Dataset items

○ ○ ○ ○ ○

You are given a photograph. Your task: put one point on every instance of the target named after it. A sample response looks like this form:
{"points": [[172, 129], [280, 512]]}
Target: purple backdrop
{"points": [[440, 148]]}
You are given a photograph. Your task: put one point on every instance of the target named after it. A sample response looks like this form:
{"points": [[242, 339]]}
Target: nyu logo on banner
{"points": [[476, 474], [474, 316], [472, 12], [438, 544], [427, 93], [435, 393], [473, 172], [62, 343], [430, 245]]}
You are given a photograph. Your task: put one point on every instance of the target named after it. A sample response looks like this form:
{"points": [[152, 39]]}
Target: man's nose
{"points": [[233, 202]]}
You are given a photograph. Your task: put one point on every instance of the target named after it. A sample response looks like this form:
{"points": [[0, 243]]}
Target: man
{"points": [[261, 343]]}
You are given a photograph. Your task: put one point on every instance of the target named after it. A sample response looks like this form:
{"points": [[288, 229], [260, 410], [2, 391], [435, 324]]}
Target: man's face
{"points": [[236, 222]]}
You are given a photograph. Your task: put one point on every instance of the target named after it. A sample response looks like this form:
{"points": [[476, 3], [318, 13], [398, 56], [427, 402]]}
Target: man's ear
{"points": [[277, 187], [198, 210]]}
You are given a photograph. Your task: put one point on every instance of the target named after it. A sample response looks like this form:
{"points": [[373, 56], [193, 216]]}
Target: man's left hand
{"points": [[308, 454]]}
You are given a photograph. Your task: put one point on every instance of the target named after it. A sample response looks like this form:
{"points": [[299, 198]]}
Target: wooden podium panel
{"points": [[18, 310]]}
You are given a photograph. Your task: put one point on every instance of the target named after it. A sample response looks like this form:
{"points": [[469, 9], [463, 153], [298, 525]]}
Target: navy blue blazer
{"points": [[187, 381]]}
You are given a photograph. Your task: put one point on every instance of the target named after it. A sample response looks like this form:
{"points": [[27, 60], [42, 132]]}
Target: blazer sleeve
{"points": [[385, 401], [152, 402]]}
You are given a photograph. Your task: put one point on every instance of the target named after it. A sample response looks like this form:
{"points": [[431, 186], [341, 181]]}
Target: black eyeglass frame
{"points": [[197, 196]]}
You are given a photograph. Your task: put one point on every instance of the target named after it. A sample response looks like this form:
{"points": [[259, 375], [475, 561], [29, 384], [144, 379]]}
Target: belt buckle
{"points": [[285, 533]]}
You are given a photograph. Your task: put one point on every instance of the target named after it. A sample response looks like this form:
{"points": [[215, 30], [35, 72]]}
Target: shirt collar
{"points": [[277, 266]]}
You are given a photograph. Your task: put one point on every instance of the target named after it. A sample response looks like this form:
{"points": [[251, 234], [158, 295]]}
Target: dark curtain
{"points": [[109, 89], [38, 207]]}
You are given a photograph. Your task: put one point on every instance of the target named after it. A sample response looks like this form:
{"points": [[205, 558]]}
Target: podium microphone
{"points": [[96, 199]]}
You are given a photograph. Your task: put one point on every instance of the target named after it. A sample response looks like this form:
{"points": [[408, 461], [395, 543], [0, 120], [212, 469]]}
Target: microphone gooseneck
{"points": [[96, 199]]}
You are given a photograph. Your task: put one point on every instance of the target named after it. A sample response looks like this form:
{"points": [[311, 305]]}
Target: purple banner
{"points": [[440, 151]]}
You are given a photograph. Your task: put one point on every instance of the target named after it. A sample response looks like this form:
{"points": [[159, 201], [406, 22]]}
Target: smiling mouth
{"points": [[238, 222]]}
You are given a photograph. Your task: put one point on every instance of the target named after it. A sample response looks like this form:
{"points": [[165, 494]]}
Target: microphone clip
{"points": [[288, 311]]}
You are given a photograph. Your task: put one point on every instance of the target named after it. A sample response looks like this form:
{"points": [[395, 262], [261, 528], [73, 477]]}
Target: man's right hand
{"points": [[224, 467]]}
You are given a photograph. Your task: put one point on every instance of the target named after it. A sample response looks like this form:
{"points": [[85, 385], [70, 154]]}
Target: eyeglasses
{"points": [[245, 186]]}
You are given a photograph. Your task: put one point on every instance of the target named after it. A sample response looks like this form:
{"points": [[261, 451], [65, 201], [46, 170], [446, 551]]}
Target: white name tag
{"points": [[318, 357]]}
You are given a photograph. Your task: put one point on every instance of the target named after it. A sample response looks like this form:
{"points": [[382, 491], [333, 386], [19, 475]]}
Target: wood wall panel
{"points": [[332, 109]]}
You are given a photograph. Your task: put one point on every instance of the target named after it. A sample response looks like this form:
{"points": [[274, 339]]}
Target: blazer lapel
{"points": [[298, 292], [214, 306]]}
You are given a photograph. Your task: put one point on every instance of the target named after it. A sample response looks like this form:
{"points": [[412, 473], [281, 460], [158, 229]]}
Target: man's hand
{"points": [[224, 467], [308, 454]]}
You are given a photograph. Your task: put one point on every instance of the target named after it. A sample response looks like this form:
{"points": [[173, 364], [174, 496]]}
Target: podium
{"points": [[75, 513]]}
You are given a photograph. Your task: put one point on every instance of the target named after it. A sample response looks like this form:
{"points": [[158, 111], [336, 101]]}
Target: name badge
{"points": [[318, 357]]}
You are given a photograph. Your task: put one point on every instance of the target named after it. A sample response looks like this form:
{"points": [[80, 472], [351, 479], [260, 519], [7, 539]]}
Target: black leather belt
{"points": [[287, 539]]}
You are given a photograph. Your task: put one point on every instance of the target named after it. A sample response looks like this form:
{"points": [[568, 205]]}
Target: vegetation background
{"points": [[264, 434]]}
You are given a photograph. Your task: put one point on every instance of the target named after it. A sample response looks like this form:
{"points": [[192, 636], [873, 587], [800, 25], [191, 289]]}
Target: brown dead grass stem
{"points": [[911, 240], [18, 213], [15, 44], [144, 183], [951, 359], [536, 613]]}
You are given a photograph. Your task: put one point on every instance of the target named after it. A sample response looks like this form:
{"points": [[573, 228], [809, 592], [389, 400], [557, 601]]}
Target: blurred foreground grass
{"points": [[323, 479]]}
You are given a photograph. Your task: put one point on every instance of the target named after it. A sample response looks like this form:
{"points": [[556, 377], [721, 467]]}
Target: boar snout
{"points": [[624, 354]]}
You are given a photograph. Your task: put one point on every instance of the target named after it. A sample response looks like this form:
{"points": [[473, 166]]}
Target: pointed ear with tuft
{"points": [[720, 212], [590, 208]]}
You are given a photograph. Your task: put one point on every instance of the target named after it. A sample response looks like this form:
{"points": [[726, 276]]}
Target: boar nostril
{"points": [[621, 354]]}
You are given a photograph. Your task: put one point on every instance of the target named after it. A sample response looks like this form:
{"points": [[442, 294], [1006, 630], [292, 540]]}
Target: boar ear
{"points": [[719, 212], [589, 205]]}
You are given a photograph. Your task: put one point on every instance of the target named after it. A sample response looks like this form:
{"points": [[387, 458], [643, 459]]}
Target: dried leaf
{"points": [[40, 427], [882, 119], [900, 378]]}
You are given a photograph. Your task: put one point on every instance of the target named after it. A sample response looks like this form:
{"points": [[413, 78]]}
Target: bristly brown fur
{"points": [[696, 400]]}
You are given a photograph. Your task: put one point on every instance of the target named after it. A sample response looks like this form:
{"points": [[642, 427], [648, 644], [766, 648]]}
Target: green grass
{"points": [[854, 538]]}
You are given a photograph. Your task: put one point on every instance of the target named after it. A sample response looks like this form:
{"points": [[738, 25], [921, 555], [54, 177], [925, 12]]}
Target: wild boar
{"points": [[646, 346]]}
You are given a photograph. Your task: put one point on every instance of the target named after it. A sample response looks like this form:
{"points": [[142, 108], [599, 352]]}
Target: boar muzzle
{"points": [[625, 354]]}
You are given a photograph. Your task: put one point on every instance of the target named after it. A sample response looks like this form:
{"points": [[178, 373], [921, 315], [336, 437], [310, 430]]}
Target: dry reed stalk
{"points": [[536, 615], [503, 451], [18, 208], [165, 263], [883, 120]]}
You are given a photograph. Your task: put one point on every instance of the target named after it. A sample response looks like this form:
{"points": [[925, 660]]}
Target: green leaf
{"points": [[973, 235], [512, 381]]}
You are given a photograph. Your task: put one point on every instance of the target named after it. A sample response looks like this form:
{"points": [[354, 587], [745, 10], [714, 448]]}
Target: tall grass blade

○ ○ ○ ○ ○

YOUR TASK -> Tally the lines in the rows above that contain the string "boar", with case counting, and give only the number.

ANSWER -> 5